--- Given records ---
—————

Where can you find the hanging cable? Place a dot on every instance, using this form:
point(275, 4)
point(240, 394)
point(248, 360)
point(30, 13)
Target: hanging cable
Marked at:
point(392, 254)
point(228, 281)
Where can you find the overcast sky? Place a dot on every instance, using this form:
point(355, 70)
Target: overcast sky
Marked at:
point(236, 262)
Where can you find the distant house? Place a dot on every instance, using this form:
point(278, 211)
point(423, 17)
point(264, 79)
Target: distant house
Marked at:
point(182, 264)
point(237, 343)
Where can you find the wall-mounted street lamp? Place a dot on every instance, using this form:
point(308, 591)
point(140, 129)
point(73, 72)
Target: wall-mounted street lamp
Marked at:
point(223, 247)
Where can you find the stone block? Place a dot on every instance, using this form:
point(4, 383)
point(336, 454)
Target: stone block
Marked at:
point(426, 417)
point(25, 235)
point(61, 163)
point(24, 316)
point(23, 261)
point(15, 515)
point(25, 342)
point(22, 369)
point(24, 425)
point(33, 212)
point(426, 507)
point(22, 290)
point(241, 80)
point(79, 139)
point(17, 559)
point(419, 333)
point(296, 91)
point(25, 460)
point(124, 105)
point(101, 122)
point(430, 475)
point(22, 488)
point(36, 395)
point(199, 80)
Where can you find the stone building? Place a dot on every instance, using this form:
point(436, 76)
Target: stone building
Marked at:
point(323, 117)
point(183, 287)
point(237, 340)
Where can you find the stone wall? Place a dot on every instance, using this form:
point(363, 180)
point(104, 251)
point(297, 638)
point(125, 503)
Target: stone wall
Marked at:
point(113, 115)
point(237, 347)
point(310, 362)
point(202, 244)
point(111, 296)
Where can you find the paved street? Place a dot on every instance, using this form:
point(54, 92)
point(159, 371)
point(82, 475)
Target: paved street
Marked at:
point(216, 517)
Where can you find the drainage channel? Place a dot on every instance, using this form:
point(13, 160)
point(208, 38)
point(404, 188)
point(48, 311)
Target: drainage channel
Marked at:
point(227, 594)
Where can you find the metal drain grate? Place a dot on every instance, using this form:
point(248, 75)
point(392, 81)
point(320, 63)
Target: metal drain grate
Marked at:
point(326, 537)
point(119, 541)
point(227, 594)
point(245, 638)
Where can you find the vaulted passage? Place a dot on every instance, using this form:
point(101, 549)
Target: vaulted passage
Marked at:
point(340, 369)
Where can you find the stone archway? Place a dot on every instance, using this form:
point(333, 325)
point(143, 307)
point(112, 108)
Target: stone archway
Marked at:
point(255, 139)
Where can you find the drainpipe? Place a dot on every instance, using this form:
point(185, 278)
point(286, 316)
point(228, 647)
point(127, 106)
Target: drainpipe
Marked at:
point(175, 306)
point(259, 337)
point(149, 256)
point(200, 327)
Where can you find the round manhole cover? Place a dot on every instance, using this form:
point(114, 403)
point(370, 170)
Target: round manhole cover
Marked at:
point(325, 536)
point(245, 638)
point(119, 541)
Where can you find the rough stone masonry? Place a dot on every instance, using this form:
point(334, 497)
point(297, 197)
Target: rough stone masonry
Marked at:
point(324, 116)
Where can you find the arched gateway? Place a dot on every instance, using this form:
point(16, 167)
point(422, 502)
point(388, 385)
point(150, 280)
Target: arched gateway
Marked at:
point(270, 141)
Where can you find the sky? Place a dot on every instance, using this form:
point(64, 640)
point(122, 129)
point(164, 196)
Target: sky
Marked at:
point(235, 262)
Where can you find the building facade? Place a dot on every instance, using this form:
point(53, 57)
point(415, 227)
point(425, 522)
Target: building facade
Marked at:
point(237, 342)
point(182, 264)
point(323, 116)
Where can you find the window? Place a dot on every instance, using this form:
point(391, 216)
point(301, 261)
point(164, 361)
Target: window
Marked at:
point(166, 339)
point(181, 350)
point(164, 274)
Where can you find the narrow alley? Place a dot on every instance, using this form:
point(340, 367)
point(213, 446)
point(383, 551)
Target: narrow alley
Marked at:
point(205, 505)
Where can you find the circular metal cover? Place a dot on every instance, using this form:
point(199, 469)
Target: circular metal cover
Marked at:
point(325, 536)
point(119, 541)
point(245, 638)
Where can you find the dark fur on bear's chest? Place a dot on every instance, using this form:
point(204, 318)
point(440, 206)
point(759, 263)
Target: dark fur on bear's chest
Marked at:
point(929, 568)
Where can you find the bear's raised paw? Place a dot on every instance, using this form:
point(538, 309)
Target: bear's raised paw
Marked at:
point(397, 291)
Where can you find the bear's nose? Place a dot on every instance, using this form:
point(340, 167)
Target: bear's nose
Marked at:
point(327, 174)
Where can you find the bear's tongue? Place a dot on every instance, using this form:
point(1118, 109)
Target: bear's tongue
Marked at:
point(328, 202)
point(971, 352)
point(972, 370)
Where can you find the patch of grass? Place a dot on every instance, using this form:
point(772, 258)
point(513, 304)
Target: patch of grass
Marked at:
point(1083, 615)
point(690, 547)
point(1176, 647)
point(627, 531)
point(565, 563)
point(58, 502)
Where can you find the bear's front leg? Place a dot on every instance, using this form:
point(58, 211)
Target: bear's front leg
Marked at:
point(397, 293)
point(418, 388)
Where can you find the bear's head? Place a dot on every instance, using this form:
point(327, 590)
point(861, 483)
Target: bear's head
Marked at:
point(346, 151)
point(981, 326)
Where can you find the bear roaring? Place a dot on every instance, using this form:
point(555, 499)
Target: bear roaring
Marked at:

—————

--- Aim of the exercise ---
Rewrite the lines above, changing each "Marked at" to "Located at" and keeping everything else the same.

--- Solution for this problem ---
Where can you find the hanging cable? Place a dot on every instance, using this form:
point(275, 4)
point(240, 394)
point(248, 360)
point(30, 13)
Target: hanging cable
Located at:
point(392, 254)
point(228, 281)
Where can you find the overcast sky? Place a dot on every instance, using this form:
point(355, 70)
Target: overcast sky
Located at:
point(236, 262)
Where can you find the distant house? Place a dot on every instance, using this form:
point(278, 211)
point(423, 17)
point(264, 79)
Target: distant house
Located at:
point(182, 264)
point(237, 343)
Where can you find the wall-mounted street lamp? Place a dot on every instance, using this form:
point(308, 591)
point(140, 129)
point(73, 72)
Target: wall-mounted street lamp
Located at:
point(223, 247)
Where can you find the stone block? Place a dot on every instance, using this form:
point(4, 383)
point(336, 454)
Target: stone block
Located at:
point(426, 417)
point(25, 235)
point(61, 163)
point(24, 316)
point(23, 261)
point(15, 515)
point(25, 342)
point(22, 369)
point(24, 425)
point(33, 212)
point(426, 507)
point(22, 290)
point(241, 80)
point(79, 139)
point(17, 559)
point(419, 333)
point(296, 91)
point(25, 460)
point(124, 105)
point(101, 122)
point(430, 475)
point(22, 488)
point(36, 395)
point(199, 80)
Where can you find the stone building? Place a dot on every instance, using this form:
point(436, 76)
Target: stone building
Located at:
point(323, 117)
point(183, 287)
point(237, 340)
Where can you find the stone wall? Place a dot on every instance, using this form:
point(363, 180)
point(104, 251)
point(297, 638)
point(125, 503)
Target: stone wall
Located at:
point(113, 115)
point(237, 347)
point(310, 362)
point(202, 244)
point(111, 296)
Where can you find the paved street? Place a dot on every instance, using this form:
point(54, 92)
point(159, 371)
point(82, 475)
Target: paved street
Located at:
point(216, 517)
Where can you find the drainage channel? Place a dot on every instance, using this form:
point(13, 160)
point(208, 38)
point(404, 188)
point(48, 311)
Target: drainage channel
Located at:
point(227, 594)
Where can you find the metal drain grate? Place a dot on every instance, using this form:
point(248, 75)
point(392, 81)
point(320, 63)
Target: metal drain grate
Located at:
point(326, 537)
point(119, 541)
point(227, 594)
point(245, 638)
Where can you find the vaulted passage? Place a dot on every instance, using this form:
point(101, 549)
Target: vaulted passage
Located at:
point(340, 369)
Where can you find the stone archway? Place a dot on every instance, using this form:
point(333, 325)
point(143, 307)
point(112, 108)
Target: stone archway
Located at:
point(255, 139)
Where can you find the drainpipe? Place a dot on every instance, using this form:
point(185, 278)
point(286, 316)
point(228, 647)
point(127, 106)
Target: drainpipe
Located at:
point(175, 306)
point(259, 337)
point(149, 256)
point(200, 327)
Where can you find the round manhole cover? Place a dot on every instance, using this form:
point(114, 403)
point(370, 170)
Target: round manhole cover
Located at:
point(325, 536)
point(245, 638)
point(119, 541)
Where can you find the rough stone masonry? Place a dot on every instance, using this form:
point(334, 497)
point(297, 197)
Target: rough stone masonry
Located at:
point(324, 116)
Where can you find the arched gateway? Place a dot on every instance, using this form:
point(16, 167)
point(422, 502)
point(388, 385)
point(150, 280)
Target: arched gateway
Located at:
point(270, 141)
Where can you find the sky? Place a dot on every instance, using this form:
point(64, 640)
point(122, 129)
point(164, 196)
Target: sky
Located at:
point(235, 262)
Where can you find the building facade? Place a dot on every instance, using this form:
point(53, 57)
point(415, 227)
point(425, 522)
Target: building facade
Located at:
point(237, 342)
point(182, 264)
point(323, 116)
Where can you find the window? Place a dot on every instance, using this form:
point(391, 216)
point(301, 261)
point(164, 361)
Target: window
Located at:
point(166, 339)
point(181, 350)
point(164, 274)
Where can you find the narrow alley? Place a dot on every instance, using this form:
point(340, 367)
point(213, 446)
point(383, 551)
Target: narrow alley
Located at:
point(205, 505)
Where can you find the circular metal cover? Place a dot on every instance, using this form:
point(199, 469)
Target: circular metal cover
Located at:
point(325, 536)
point(119, 541)
point(245, 638)
Where can you find the dark fur on bear's chest? Place a dot on every instance, using this form:
point(204, 318)
point(440, 206)
point(759, 263)
Target: dark fur on bear's chest
Located at:
point(929, 568)
Where can you find the bear's raised paw? Place a dot on every instance, using this form:
point(538, 309)
Target: bear's raised paw
Located at:
point(397, 291)
Where can you find the bear's nose? Place a dot on every instance, using this form:
point(340, 167)
Target: bear's nose
Located at:
point(327, 174)
Where can you find the bear's tongue? Place a dot on every instance, using this form:
point(1118, 109)
Target: bear's tongue
Located at:
point(328, 202)
point(971, 352)
point(972, 370)
Where can you find the patch of grass? Place a dot on every instance, using this form:
point(772, 258)
point(513, 304)
Target: patch of grass
Located at:
point(1083, 615)
point(690, 547)
point(1176, 647)
point(627, 531)
point(565, 563)
point(58, 502)
Where can you find the bear's front leg? Place a dot on every instance, using this form:
point(58, 211)
Target: bear's front leg
Located at:
point(397, 293)
point(418, 388)
Where can you find the bear's head? Place a dot on every instance, using this form:
point(327, 590)
point(861, 483)
Target: bear's head
Located at:
point(346, 151)
point(981, 326)
Where can you find the bear roaring? Place a dot on every instance, using this form:
point(555, 499)
Target: bear roaring
Located at:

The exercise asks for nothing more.